▶ **Work to do**: Copy out each line of the listing below, unchanged.

══ Material

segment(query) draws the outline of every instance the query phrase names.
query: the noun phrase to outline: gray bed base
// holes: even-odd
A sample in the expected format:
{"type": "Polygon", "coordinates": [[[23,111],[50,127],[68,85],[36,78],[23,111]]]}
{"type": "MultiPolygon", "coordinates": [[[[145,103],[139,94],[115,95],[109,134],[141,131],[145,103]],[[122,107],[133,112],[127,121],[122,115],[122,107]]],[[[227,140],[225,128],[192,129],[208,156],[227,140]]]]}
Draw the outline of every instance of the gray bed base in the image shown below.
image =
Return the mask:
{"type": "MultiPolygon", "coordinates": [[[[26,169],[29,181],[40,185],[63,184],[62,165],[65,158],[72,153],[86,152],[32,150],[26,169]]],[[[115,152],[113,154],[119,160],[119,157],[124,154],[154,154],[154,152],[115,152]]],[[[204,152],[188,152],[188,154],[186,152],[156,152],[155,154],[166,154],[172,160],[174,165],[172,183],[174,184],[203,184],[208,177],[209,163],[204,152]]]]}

════

▶ **Task result**:
segment(query) draws the outline of every instance the query phrase names.
query: the noun phrase to outline: gray bed base
// holes: even-odd
A sample in the expected format:
{"type": "Polygon", "coordinates": [[[23,111],[50,127],[68,85],[36,78],[23,111]]]}
{"type": "MultiPolygon", "coordinates": [[[[145,103],[139,94],[115,95],[109,134],[141,131],[145,103]],[[122,107],[133,112],[127,121],[122,115],[122,107]]],[[[227,140],[225,128],[192,129],[208,156],[227,140]]]]}
Draw the outline of every instance of the gray bed base in the image shown below.
image =
Return the mask:
{"type": "MultiPolygon", "coordinates": [[[[26,169],[29,181],[40,185],[63,184],[62,165],[65,158],[72,153],[86,152],[32,150],[26,169]]],[[[115,152],[113,154],[119,160],[119,157],[124,154],[154,154],[154,152],[115,152]]],[[[204,152],[188,152],[188,154],[186,152],[156,152],[155,154],[166,154],[172,160],[174,165],[172,183],[174,184],[203,184],[208,177],[209,163],[204,152]]]]}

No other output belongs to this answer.